## Start Data provided
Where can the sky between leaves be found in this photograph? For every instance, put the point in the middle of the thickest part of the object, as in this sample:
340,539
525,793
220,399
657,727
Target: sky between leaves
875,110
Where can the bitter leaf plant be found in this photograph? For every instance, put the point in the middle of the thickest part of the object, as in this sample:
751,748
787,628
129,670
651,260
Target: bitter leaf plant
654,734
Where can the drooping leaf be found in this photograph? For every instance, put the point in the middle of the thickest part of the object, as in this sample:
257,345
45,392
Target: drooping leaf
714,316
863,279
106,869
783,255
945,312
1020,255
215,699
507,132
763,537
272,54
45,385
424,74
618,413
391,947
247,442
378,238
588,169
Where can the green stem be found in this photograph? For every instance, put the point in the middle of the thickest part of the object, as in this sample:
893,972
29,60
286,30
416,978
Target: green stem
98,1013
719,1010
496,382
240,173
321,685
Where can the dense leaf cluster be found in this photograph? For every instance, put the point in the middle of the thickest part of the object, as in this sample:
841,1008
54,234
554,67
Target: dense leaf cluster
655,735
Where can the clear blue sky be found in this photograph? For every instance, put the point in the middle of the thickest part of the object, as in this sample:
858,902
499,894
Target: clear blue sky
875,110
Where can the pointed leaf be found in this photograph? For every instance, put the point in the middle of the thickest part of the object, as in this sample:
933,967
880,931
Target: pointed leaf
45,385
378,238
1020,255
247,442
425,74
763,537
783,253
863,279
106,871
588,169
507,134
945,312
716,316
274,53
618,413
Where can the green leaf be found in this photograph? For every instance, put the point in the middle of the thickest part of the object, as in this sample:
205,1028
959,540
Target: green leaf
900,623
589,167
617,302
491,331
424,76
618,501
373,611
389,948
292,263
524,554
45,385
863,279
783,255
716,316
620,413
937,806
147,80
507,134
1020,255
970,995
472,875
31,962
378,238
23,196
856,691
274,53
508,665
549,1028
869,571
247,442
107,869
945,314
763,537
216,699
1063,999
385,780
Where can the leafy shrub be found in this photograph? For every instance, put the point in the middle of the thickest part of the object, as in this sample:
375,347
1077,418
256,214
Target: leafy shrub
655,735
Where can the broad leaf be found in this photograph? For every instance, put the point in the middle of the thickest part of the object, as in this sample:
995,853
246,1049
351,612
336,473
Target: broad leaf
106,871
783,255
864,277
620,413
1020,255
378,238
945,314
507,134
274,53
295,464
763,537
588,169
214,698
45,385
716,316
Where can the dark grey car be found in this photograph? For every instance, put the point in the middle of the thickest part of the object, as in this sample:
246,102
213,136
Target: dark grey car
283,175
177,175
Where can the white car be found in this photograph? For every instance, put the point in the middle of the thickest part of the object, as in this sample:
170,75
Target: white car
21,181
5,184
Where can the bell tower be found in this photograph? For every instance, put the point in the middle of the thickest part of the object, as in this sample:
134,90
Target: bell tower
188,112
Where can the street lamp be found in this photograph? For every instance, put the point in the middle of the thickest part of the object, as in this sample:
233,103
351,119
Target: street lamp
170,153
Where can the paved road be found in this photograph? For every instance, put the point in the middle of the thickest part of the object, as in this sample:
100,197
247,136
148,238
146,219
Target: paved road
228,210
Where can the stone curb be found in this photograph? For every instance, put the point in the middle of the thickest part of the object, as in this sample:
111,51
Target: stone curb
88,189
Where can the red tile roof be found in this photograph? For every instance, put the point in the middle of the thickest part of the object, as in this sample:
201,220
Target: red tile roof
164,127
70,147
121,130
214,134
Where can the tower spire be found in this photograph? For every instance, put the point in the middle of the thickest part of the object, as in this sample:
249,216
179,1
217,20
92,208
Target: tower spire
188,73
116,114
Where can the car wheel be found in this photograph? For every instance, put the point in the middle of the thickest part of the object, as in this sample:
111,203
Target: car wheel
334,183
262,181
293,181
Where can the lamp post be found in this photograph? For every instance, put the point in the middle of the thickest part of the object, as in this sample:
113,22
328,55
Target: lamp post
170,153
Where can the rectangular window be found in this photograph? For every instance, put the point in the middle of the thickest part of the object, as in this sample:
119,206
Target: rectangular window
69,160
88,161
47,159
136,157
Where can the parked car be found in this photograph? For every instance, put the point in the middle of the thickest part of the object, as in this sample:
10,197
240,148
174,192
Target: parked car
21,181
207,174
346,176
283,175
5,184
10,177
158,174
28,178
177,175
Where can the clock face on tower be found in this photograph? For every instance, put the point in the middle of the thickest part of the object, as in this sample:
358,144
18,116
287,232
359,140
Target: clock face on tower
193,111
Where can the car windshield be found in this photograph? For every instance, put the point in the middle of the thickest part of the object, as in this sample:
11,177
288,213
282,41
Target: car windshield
## End Data provided
**Set exercise:** Print the whole listing exactly as it is.

**Response below:**
Where can the sky between leaves be found in this photograph? For every instance, put the point in the middle of the thickest part of the object, as in this sample:
340,539
525,793
220,399
657,727
Target: sky between leaves
875,110
Where can the bitter leaf plant be found in this photograph? For every instance, put the point in the middle of the thickest part of the object, as in this sample:
751,748
787,628
129,670
651,260
Target: bitter leaf plant
654,734
Where can the drooping leaf be found in this photograph? For every instance, put the point in the middle of the thickest part of the object, as in this sample:
257,345
45,392
Target: drooping leaf
714,316
863,279
106,869
783,255
945,312
1020,255
215,699
507,132
763,537
272,54
45,385
424,74
618,413
391,947
247,442
378,238
588,169
Where can the green stem be found in this photograph? For every instance, put the point in the middle of the thickest part of the object, as in this sample:
893,972
29,60
286,30
416,978
Target: green stem
98,1013
719,1010
496,382
240,173
321,685
Where can the dense leaf cluster be found in this photograph? For every instance, put the point in the middle of the thickest part of the object, as in this sample:
841,1008
54,234
554,67
Target: dense leaf cluster
655,735
Where can the clear blue sky be found in this photograph? For every instance, put the point in the middle of the thickest part of the object, as in this sample:
858,902
499,894
Target: clear blue sky
875,110
Where can the pointed leaf be found in this photograph? For every instance, put the point in the middle of the thickest part of the object, as in this sample:
933,967
880,931
Target: pointed leaf
45,385
378,238
1020,255
247,442
425,74
763,537
783,253
863,279
106,871
588,169
507,134
945,312
716,316
274,53
618,413
Where can the green leaf be found in this photograph? For every instance, put the point in the middle of the thickest part of the object, as in this sample:
205,1028
959,540
Target: green leaf
900,623
589,167
617,302
491,331
424,76
618,501
373,611
389,948
292,263
524,554
45,385
863,279
783,255
716,316
620,413
937,806
147,80
507,134
1020,255
970,995
472,875
31,962
378,238
23,196
856,691
274,53
508,665
549,1028
869,571
247,442
107,869
945,314
763,537
216,699
1063,999
385,780
Where can the leafy shrub be found in this photograph? For every instance, put the point in the middle of the thickest part of the object, as in this sample:
375,347
1077,418
256,214
Target: leafy shrub
655,735
Where can the broad leaf be found in this photograph? For every instance, put the point in the middle of the thickest part of the object, as in this sample:
995,853
246,1049
351,612
336,473
Target: broad leaf
106,871
783,255
864,277
620,413
1020,255
378,238
945,314
507,134
274,53
295,464
763,537
588,169
214,698
45,385
716,316
Where can the dark grey car be found in this photograph? For every instance, put the point in the middle of the thickest part of the object, as in this sample:
246,102
213,136
Target: dark grey car
283,175
177,175
Where can the white car be found in this photograph? For every instance, put the point in the middle of the thickest part of the object, as in this sample:
170,75
Target: white car
21,181
5,184
Where can the bell tower be found in this photograph? For every instance, put the point in the middle of the thickest part of the object, as in this sample:
134,90
Target: bell tower
188,112
Where can the street lamp be found in this photograph? For every instance, put the point in the middle of the thickest part of the object, as in this sample:
233,103
351,119
Target: street lamp
170,153
Where can the paved road be found in this photograph? For every instance, put the point in the middle of the thickest part of the object, as in this sample:
100,197
247,136
148,238
146,219
Target: paved road
228,210
Where can the stone curb be found in this photograph? For every instance, put the point in the middle of the thickest part of the object, as in this sample:
111,51
Target: stone curb
88,189
Where can the red tile roof be found in this photograph? For every instance, put the point in the middle of the thickest part of the object, as in this sample:
201,220
Target: red tile roof
164,127
70,147
121,130
214,134
Where can the tower spire be found in this photograph? For every instance, put the point in the middle of the thickest part of the object, as in this sample:
249,216
179,1
217,20
92,208
Target: tower spire
188,73
116,114
Where can the car wheel be found in this photograph? For every instance, put the point in the middle of the thickest part of the object, as in this sample:
111,203
Target: car wheel
334,183
262,181
293,181
Where can the lamp post be found in this photograph? For every instance, put the point in the middle of the thickest part of the object, as in this sample:
113,22
328,55
Target: lamp post
170,153
Where can the rectangular window be found in this photograph? For every instance, put the point in the middle of the thickest part of the object, as in this sample:
119,206
Target: rectangular window
69,160
88,161
47,159
136,157
Where can the parked car be found in this photograph? For every instance, put the point in the middle of the thickest part of the object, as in this sample:
10,197
240,148
174,192
Target: parked car
21,181
207,174
346,176
283,175
5,184
10,177
158,174
28,178
177,175
Where can the clock face on tower be found in this photograph? For every instance, put the point in the middle of the thickest part of the object, as in this sample:
358,144
18,116
287,232
359,140
Target: clock face on tower
193,111
Where can the car windshield be found in this photograph? For every instance, put the point in the middle of the thickest part of the object, as in this sample:
11,177
288,213
282,41
Target: car windshield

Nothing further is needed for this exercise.